Collected data entries:
>> Begin

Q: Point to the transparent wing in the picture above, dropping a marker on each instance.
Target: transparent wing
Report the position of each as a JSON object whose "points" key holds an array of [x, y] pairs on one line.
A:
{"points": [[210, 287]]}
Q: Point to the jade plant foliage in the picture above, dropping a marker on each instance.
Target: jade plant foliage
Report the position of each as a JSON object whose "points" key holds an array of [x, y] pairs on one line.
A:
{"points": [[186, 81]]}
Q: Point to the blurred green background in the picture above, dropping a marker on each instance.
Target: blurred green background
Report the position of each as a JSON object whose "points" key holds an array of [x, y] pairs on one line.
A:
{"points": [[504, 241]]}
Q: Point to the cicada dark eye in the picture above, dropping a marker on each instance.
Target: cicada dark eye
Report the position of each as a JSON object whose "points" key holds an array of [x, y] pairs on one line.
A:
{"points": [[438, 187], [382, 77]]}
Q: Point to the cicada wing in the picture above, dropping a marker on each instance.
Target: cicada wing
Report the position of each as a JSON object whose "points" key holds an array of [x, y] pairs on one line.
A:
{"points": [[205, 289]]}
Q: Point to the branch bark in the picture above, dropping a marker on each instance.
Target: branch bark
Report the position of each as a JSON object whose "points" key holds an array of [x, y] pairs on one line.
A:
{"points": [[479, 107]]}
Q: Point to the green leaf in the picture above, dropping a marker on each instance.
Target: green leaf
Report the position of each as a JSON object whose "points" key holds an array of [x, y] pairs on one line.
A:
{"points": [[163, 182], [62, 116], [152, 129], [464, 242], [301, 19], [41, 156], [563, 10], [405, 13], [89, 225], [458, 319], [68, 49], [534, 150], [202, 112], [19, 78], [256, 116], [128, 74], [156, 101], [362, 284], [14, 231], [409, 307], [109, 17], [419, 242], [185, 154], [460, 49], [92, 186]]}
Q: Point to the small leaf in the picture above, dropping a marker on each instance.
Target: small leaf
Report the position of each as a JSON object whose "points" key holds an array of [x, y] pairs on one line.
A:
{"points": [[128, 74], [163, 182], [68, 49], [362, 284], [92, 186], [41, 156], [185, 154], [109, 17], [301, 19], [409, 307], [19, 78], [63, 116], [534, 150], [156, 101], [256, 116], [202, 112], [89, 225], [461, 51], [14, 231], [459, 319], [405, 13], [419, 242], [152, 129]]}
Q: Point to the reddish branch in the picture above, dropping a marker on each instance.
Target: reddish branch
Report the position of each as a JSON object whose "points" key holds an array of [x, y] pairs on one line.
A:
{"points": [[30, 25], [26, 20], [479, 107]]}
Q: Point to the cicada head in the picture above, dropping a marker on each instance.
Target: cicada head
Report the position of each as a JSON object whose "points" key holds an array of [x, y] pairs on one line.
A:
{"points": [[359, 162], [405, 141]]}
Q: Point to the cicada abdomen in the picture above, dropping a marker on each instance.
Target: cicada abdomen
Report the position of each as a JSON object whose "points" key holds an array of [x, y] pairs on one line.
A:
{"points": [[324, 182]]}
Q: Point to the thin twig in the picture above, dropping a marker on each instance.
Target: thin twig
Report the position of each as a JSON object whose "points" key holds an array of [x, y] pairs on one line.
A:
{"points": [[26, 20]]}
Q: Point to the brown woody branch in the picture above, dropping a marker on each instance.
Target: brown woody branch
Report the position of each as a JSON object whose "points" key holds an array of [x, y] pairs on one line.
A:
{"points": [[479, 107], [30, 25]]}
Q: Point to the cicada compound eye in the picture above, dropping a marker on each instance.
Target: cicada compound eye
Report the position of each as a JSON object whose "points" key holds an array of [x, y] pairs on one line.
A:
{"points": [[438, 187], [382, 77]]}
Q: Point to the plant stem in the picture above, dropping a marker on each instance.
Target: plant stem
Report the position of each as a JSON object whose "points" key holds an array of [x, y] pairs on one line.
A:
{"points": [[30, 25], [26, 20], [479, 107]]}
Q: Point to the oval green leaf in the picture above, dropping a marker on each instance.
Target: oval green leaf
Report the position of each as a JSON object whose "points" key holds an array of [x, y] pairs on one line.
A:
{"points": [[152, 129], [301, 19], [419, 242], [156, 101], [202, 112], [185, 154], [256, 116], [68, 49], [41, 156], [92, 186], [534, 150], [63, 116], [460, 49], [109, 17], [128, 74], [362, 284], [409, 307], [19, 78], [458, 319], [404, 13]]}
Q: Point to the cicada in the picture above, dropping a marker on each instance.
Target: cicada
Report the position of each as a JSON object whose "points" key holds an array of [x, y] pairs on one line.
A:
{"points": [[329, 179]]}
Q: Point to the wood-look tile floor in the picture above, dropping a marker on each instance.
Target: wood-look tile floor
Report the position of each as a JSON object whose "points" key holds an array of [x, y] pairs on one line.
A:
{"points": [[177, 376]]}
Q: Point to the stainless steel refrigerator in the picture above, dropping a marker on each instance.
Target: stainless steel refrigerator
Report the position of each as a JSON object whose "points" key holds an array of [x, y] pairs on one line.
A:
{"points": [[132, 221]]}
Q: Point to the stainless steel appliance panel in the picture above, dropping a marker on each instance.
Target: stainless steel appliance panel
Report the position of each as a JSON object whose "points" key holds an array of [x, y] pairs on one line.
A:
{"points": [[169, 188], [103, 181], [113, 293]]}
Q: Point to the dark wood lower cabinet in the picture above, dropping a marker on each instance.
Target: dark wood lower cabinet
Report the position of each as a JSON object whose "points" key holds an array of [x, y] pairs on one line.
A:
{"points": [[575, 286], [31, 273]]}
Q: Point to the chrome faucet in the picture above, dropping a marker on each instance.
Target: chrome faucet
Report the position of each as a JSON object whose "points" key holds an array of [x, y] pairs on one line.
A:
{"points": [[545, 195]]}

>> End

YOUR GOAL:
Copy every item above word for word, changing nothing.

ANSWER BELOW:
Q: Point to the transparent wing in the picture above, dropping a marker on each instance.
Target: transparent wing
Report the position of each as a JSON object whose "points" key holds an array of [x, y] pairs on one line.
A:
{"points": [[210, 287]]}
Q: Point to the jade plant foliage in the picture above, dropping a marker on each instance.
Target: jade plant foliage
Report the position of each as a JSON object whose "points" key holds an array of [x, y] pairs on one line.
A:
{"points": [[186, 81]]}
Q: Point to the blurred green background in the picture above, dropping a marker on each instance.
Target: blurred green background
Report the position of each as a JSON object whose "points" key holds an array of [x, y] pairs on one line.
A:
{"points": [[504, 241]]}
Q: Point to the cicada dark eye in the picture above, dropping a marker on each instance.
Target: cicada dark eye
Report the position of each as a JSON object whose "points" key holds an array of [x, y] pairs on one line.
A:
{"points": [[438, 187], [382, 77]]}
Q: Point to the cicada wing in the picture above, dropping a marker on each instance.
Target: cicada wing
Report the position of each as a JSON object whose "points" key holds an array of [x, y] pairs on one line.
A:
{"points": [[205, 289]]}
Q: Point to the branch bark in the picture above, dropping a marker on each instance.
Target: branch bark
Report the position of each as a JSON object whose "points" key holds an array of [x, y] pairs on one line.
A:
{"points": [[479, 107]]}
Q: Point to the green leaf in the picture above, dropping a marker on each instance.
Target: green leaf
Report the position of each as a JSON object whose "points" key holds an array of [x, y] pairs on one line.
A:
{"points": [[163, 182], [62, 116], [152, 129], [464, 242], [301, 19], [41, 156], [563, 10], [405, 13], [89, 225], [458, 319], [68, 49], [534, 150], [202, 112], [19, 78], [256, 116], [128, 74], [156, 101], [362, 284], [14, 231], [409, 307], [109, 17], [419, 242], [185, 154], [460, 49], [92, 186]]}
Q: Point to the small leaf in the picture above, dropping a marker on each instance.
Target: small leaf
Report the position of each as a JSON object whose "points" key holds an array of [x, y] pairs on one line.
A:
{"points": [[128, 74], [163, 182], [68, 49], [362, 284], [92, 186], [41, 156], [185, 154], [109, 17], [301, 19], [409, 307], [19, 78], [63, 116], [534, 150], [156, 101], [256, 116], [202, 112], [89, 225], [461, 51], [14, 231], [459, 319], [405, 13], [419, 242], [152, 129]]}
Q: Point to the reddish branch in the picture above, dropping a marker on each instance.
Target: reddish branch
Report the position of each as a JSON object whose "points" key holds an array of [x, y] pairs on one line.
A:
{"points": [[30, 25], [26, 20], [479, 107]]}
Q: Point to the cicada head in the picture above, dropping a marker on each instance.
Target: cicada head
Report the position of each as a JSON object whose "points" key holds an array of [x, y] pairs on one line.
A:
{"points": [[359, 162], [405, 141]]}
Q: Point to the cicada abdomen in the picture above, dropping a marker on each instance.
Target: cicada abdomen
Report the position of each as a JSON object whose "points" key holds an array of [x, y] pairs on one line.
A:
{"points": [[324, 182]]}
Q: Point to the thin twig in the picture above, dropping a marker on each instance.
Target: thin twig
Report the position of each as a JSON object whose "points" key holds an array of [x, y] pairs on one line.
A:
{"points": [[26, 20]]}
Q: Point to the brown woody branch in the picture above, dropping a marker on each instance.
Target: brown woody branch
Report the position of each as a JSON object whose "points" key holds an array of [x, y] pairs on one line.
A:
{"points": [[479, 107], [30, 25]]}
Q: Point to the cicada compound eye in the picture above, dropping a marker on each instance.
Target: cicada compound eye
Report the position of each as a JSON object whose "points" key holds an array of [x, y] pairs on one line.
A:
{"points": [[438, 187], [382, 77]]}
Q: Point to the plant stem in the picture above, dropping a marker on each instance.
Target: plant stem
Report the position of each as a JSON object whose "points" key holds an array of [x, y] pairs on one line.
A:
{"points": [[30, 25], [26, 20], [479, 107]]}
Q: Point to the oval green leaf in the picture above, dropping a marker on each instance.
Target: oval green leaf
Report the position of each as a JSON object whose "points" key holds an array of [x, y] pairs on one line.
A:
{"points": [[152, 129], [301, 19], [419, 242], [156, 101], [202, 112], [185, 154], [256, 116], [68, 49], [41, 156], [92, 186], [534, 150], [63, 116], [460, 49], [109, 17], [128, 74], [362, 284], [409, 307], [19, 78], [458, 319], [404, 13]]}
Q: Point to the cicada in the picture above, dropping a marker on each instance.
Target: cicada
Report the position of each as a JSON object whose "points" key holds an array of [x, y] pairs on one line.
A:
{"points": [[329, 179]]}
Q: Point to the wood-look tile floor in the picture above, dropping a marker on each instance.
Target: wood-look tile floor
Report the position of each as a JSON object whose "points" key holds an array of [x, y] pairs on one line.
A:
{"points": [[177, 376]]}
Q: Point to the stainless steel refrigerator in the picture above, dropping a marker on each instance.
Target: stainless steel refrigerator
Report the position of each as a JSON object whose "points" key holds an array of [x, y] pairs on one line.
A:
{"points": [[132, 221]]}
Q: Point to the stainless steel appliance panel in the picture above, dropping a marker on each instance.
Target: stainless steel appliance panel
Report the position of each as a JSON object whose "points" key holds an array of [x, y] pairs on one line.
A:
{"points": [[169, 188], [103, 181], [113, 293]]}
Q: Point to the dark wood lower cabinet in the picture above, dropping a marker on each instance.
Target: dark wood lower cabinet
Report the position of each as a JSON object whose "points" key holds an array of [x, y] pairs on one line.
A:
{"points": [[575, 286], [31, 273]]}
Q: Point to the chrome faucet in the picture above, dropping a marker on each instance.
Target: chrome faucet
Report the position of each as a JSON object whose "points" key holds an array of [x, y] pairs on one line.
A:
{"points": [[545, 195]]}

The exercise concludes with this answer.